## Instructions to follow
Output each entry below as it stands, leaving out every picture.

Items from a dataset
§

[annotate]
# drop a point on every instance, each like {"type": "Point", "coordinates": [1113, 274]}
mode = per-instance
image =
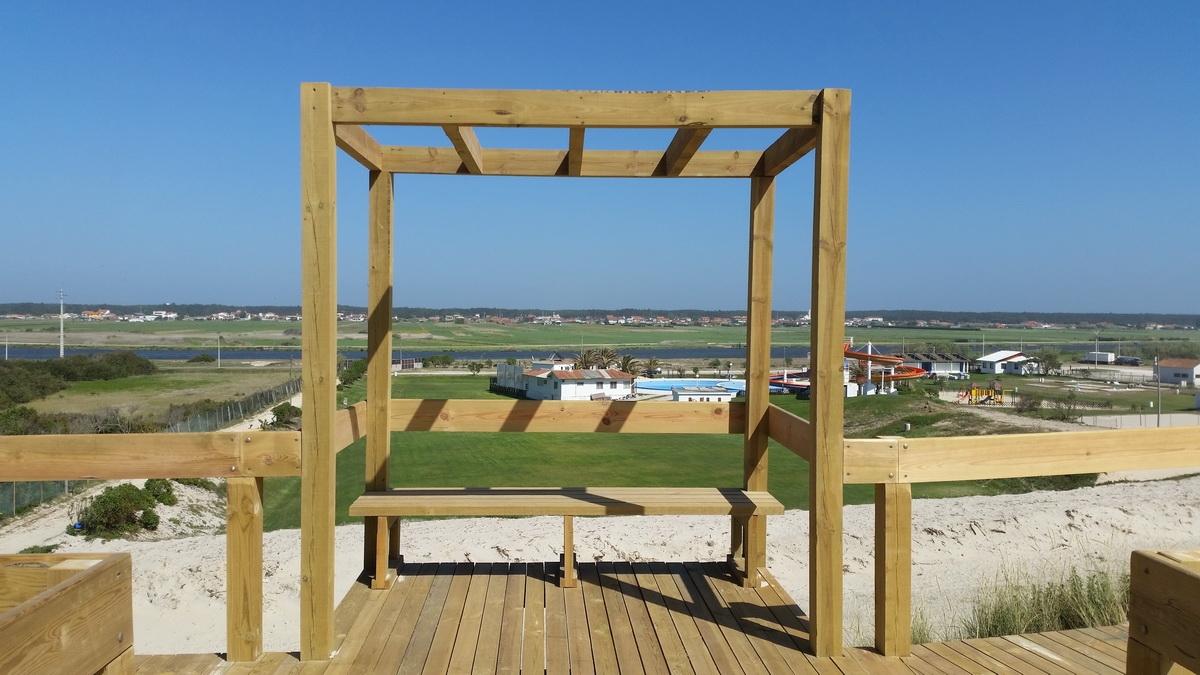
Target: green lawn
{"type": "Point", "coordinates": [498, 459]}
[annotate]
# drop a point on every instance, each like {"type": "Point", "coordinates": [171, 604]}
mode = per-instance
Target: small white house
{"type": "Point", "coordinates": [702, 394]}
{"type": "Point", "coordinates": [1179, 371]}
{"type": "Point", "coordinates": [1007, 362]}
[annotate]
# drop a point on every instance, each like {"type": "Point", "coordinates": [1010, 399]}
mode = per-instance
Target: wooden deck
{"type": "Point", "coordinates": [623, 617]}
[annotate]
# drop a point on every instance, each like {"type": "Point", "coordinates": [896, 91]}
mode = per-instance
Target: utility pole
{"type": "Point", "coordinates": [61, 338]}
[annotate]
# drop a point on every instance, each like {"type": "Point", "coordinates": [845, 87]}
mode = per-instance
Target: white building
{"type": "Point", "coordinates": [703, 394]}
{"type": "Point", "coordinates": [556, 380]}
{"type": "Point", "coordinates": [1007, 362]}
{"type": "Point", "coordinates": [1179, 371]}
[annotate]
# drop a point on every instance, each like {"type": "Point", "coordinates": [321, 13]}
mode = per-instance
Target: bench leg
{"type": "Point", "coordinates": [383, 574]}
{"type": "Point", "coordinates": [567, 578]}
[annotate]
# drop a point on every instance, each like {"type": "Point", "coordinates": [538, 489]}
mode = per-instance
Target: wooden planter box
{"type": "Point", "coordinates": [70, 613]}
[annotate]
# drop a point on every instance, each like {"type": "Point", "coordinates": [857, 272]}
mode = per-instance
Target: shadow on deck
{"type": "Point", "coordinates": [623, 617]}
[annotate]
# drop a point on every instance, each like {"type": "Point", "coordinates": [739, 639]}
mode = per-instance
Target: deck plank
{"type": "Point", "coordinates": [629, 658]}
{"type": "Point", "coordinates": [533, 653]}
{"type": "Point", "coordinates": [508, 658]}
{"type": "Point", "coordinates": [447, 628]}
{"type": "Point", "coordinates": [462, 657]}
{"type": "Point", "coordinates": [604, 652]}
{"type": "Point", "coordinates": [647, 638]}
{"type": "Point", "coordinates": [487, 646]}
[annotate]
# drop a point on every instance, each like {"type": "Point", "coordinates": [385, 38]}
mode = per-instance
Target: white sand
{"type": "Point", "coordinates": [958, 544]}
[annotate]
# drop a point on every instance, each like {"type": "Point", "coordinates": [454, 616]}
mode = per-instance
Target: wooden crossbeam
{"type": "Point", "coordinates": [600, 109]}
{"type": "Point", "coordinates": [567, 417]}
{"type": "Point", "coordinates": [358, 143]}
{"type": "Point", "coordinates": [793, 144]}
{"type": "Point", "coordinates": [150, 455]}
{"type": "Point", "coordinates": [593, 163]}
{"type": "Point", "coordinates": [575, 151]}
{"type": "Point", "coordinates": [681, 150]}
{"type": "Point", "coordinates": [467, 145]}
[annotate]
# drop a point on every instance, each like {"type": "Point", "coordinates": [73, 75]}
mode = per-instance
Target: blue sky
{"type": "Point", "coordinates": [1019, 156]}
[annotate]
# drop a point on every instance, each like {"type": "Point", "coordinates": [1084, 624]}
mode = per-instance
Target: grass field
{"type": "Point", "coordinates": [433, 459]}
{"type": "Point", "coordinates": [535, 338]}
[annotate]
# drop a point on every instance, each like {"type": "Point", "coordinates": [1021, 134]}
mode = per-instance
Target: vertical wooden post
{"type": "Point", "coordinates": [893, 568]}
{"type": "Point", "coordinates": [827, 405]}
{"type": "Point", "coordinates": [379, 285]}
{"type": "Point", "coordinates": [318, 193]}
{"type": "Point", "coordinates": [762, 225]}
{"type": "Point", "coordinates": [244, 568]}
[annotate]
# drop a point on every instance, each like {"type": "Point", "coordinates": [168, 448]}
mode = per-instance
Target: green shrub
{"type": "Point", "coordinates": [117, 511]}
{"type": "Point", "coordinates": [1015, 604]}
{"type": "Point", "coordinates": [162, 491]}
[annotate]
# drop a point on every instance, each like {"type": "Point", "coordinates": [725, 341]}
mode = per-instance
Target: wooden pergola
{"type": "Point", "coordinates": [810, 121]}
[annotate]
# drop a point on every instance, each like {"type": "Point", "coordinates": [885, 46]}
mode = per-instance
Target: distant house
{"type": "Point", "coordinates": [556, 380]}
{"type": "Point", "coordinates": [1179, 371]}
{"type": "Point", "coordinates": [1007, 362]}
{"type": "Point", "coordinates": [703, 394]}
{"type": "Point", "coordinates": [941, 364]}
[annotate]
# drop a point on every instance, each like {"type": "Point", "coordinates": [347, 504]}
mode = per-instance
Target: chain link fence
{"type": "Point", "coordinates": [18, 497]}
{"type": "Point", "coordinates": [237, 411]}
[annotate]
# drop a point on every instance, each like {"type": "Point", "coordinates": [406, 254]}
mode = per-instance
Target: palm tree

§

## Response to this task
[annotate]
# drop a point on every instance, each like {"type": "Point", "coordinates": [1113, 274]}
mode = per-instance
image =
Target: green lawn
{"type": "Point", "coordinates": [498, 459]}
[annotate]
# drop a point on every instance, each like {"type": "Point", "coordinates": [171, 604]}
mode = per-instance
Target: small white house
{"type": "Point", "coordinates": [702, 394]}
{"type": "Point", "coordinates": [1179, 371]}
{"type": "Point", "coordinates": [1007, 362]}
[annotate]
# drop a point on every instance, each like {"type": "Point", "coordinates": [1010, 399]}
mode = per-instance
Target: wooden deck
{"type": "Point", "coordinates": [623, 617]}
[annotate]
# drop a point on every instance, each like {"type": "Point", "coordinates": [896, 91]}
mode = per-instance
Target: utility pole
{"type": "Point", "coordinates": [61, 338]}
[annotate]
# drop a point on every instance, each like {"type": "Point", "coordinates": [845, 87]}
mode = per-instance
Target: white building
{"type": "Point", "coordinates": [703, 394]}
{"type": "Point", "coordinates": [556, 380]}
{"type": "Point", "coordinates": [1007, 362]}
{"type": "Point", "coordinates": [1179, 371]}
[annotate]
# drop a point on every instance, each like {"type": "Point", "coordinates": [321, 13]}
mode = per-instance
Target: bench leg
{"type": "Point", "coordinates": [383, 574]}
{"type": "Point", "coordinates": [567, 578]}
[annotate]
# drop a point on every instance, each like {"type": "Point", "coordinates": [538, 489]}
mode = per-instance
Target: wooden planter box
{"type": "Point", "coordinates": [70, 613]}
[annotate]
# drop a point on every instance, each like {"type": "Point", "coordinates": [857, 272]}
mode = per-instance
Target: shadow on deck
{"type": "Point", "coordinates": [623, 617]}
[annotate]
# drop a point on every instance, each like {"type": "Point", "coordinates": [739, 639]}
mode = per-instance
Target: deck plank
{"type": "Point", "coordinates": [629, 658]}
{"type": "Point", "coordinates": [533, 653]}
{"type": "Point", "coordinates": [508, 658]}
{"type": "Point", "coordinates": [447, 628]}
{"type": "Point", "coordinates": [462, 657]}
{"type": "Point", "coordinates": [604, 652]}
{"type": "Point", "coordinates": [647, 638]}
{"type": "Point", "coordinates": [487, 646]}
[annotate]
# drop a point on every instance, each like {"type": "Point", "coordinates": [385, 38]}
mode = per-instance
Target: white sand
{"type": "Point", "coordinates": [958, 544]}
[annotate]
# drop a point on every instance, each like {"type": "Point", "coordinates": [454, 616]}
mode = per-instance
Target: wooden crossbeam
{"type": "Point", "coordinates": [600, 109]}
{"type": "Point", "coordinates": [567, 417]}
{"type": "Point", "coordinates": [358, 143]}
{"type": "Point", "coordinates": [793, 144]}
{"type": "Point", "coordinates": [150, 455]}
{"type": "Point", "coordinates": [593, 163]}
{"type": "Point", "coordinates": [575, 151]}
{"type": "Point", "coordinates": [681, 150]}
{"type": "Point", "coordinates": [467, 145]}
[annotate]
# drop a point on every instance, each like {"type": "Point", "coordinates": [73, 75]}
mode = per-instance
Target: blue sky
{"type": "Point", "coordinates": [1019, 156]}
[annotate]
# drop a point on every instance, each like {"type": "Point", "coordinates": [1084, 624]}
mode = per-instance
Target: grass field
{"type": "Point", "coordinates": [433, 459]}
{"type": "Point", "coordinates": [535, 338]}
[annotate]
# drop a point on every instance, each like {"type": "Point", "coordinates": [1021, 134]}
mode = per-instance
Target: vertical wooden post
{"type": "Point", "coordinates": [893, 568]}
{"type": "Point", "coordinates": [827, 405]}
{"type": "Point", "coordinates": [379, 285]}
{"type": "Point", "coordinates": [318, 193]}
{"type": "Point", "coordinates": [762, 225]}
{"type": "Point", "coordinates": [244, 568]}
[annotate]
# drop a point on every instance, each like {"type": "Point", "coordinates": [168, 448]}
mode = per-instance
Target: green shrub
{"type": "Point", "coordinates": [117, 511]}
{"type": "Point", "coordinates": [1015, 604]}
{"type": "Point", "coordinates": [162, 491]}
[annotate]
# drop a point on every instance, each like {"type": "Point", "coordinates": [725, 341]}
mode = per-instance
Target: wooden pergola
{"type": "Point", "coordinates": [810, 121]}
[annotate]
# drop a point on every instance, each like {"type": "Point", "coordinates": [885, 46]}
mode = per-instance
Target: distant house
{"type": "Point", "coordinates": [556, 380]}
{"type": "Point", "coordinates": [1179, 371]}
{"type": "Point", "coordinates": [1007, 362]}
{"type": "Point", "coordinates": [703, 394]}
{"type": "Point", "coordinates": [941, 364]}
[annotate]
# drop a point on every instance, each like {"type": "Point", "coordinates": [347, 504]}
mode = per-instance
Target: chain link fence
{"type": "Point", "coordinates": [18, 497]}
{"type": "Point", "coordinates": [237, 411]}
[annotate]
# drop a point on every instance, each like {"type": "Point", "coordinates": [406, 254]}
mode = per-instance
Target: palm tree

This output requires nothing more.